» Dataset entries
■ ■ ■ ■ ■

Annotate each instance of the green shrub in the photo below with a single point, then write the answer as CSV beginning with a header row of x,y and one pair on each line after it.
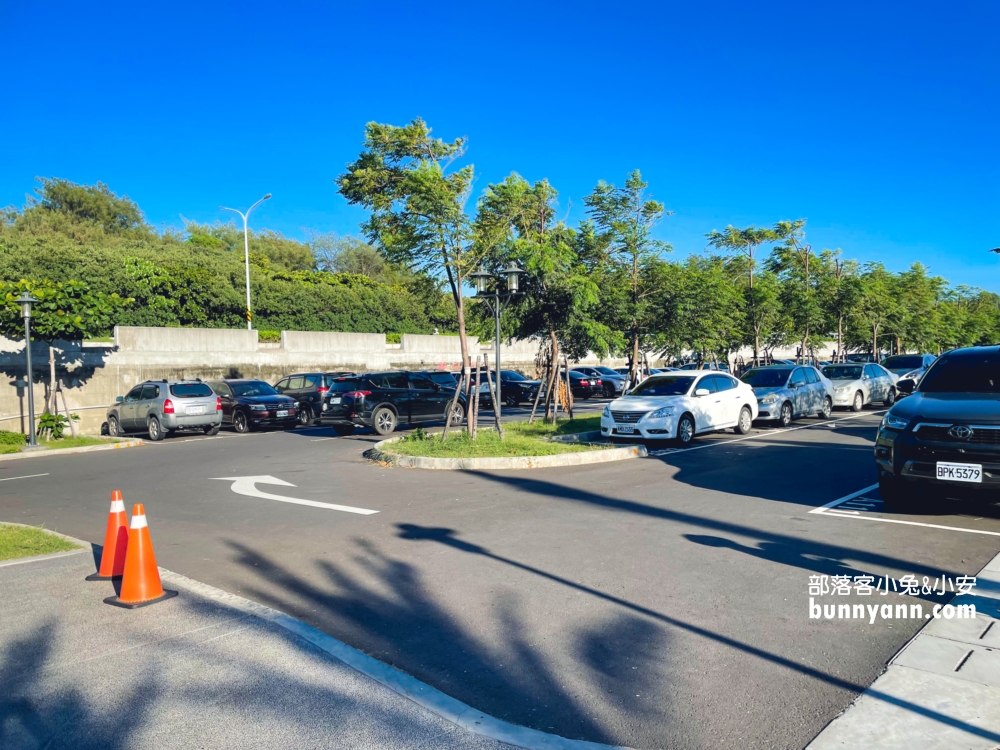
x,y
269,337
12,438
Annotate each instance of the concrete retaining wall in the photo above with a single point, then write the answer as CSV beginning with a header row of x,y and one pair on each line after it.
x,y
92,374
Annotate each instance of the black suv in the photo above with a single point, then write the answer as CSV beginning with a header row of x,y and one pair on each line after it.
x,y
944,441
384,400
248,404
309,389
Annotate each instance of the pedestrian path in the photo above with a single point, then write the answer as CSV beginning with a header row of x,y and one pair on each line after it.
x,y
942,690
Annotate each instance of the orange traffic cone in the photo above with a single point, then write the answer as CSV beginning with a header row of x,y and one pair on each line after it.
x,y
115,542
141,579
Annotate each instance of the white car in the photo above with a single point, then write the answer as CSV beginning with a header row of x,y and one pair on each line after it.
x,y
855,385
680,405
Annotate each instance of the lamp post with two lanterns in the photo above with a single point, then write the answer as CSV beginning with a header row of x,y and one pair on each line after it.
x,y
494,302
26,301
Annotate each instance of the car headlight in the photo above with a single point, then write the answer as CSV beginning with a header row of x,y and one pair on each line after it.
x,y
666,411
892,422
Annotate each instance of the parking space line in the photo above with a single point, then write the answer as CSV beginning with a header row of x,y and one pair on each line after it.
x,y
833,509
665,451
26,476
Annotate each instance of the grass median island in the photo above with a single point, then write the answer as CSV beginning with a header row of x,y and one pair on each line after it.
x,y
520,439
14,442
28,541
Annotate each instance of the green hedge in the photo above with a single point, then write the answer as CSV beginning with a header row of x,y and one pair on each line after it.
x,y
12,438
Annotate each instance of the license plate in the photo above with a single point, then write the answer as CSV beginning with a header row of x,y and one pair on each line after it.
x,y
960,472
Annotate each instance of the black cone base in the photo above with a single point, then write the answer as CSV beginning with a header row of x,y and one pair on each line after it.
x,y
116,602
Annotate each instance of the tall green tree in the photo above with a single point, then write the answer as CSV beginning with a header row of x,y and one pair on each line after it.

■ ■ ■ ■ ■

With the pictures left out, transcribe the material exactly.

» Exercise solution
Annotate each instance of the green shrub in the photo below with a single point, then write the answer as CSV beginning with a header row of x,y and one pair on each line after it.
x,y
269,337
12,438
Annotate each instance of the concrete retaining wall in the photo above with a single point, then write the answer as CSV beginning with a header row of x,y and one pair on each line after it.
x,y
92,374
Annotate each instance of the black suv in the photo above with a single point, then write the answer as CSV beginning with a header row of x,y and one pair on each line after it.
x,y
944,441
384,400
248,404
309,389
Annotate each instance of the pedestrian path in the photo above with a single point, then write the answer as CSV beginning with a header row of x,y and one pair on each line after it.
x,y
942,690
Annotate each instance of the orange traffic cone in the photo above with a single point, then write the answer as CSV beginning with a header row of x,y and one pair on each line after it.
x,y
115,542
141,579
Annotate each instance of the white car in the photo above with a single point, then write the answer as CSV beginning with a header row of x,y and one pair on each line after it.
x,y
855,385
680,405
Annotate each instance of the lamp post with two lanterns in the photo above with a single point, then write the answer as CSV beginning with a header row of x,y and one pair on each line after it.
x,y
494,302
26,301
Annotate each instance of the car headlight in the photo above with a single point, then write the answer as CSV beginning with a header row of x,y and one pair on each line after it.
x,y
666,411
892,422
Annotate each instance of the parking space line in the photo above with a single point, then write the answer as CSV beginning with a header row of x,y and one pair on each line after it.
x,y
833,509
665,451
26,476
Annotate each instance of the grass median island in the photo above with a single point, then write the answer as CSV beginning with a header row of x,y and one pair on each line after it.
x,y
520,439
14,442
28,541
Annotate each instance of the green hedge in the photo above with a single point, then write the answer as CSV beginning with a header row of x,y and one pair on each line after it.
x,y
12,438
Annotate each instance of the license plate in the photo above with a single point, then write the answer as CSV beginning with a header row of x,y and one pair on each line after it.
x,y
960,472
Annotate each instance of the black cone base in the photo above with a single point, then write the answer as CSV beginning with a header row of x,y and one pair on each line after it.
x,y
116,602
Annotate each instance of the tall green tree in the photo above with a single point, then write the answer as CSV beginning with a header row of x,y and one pair on each line after it.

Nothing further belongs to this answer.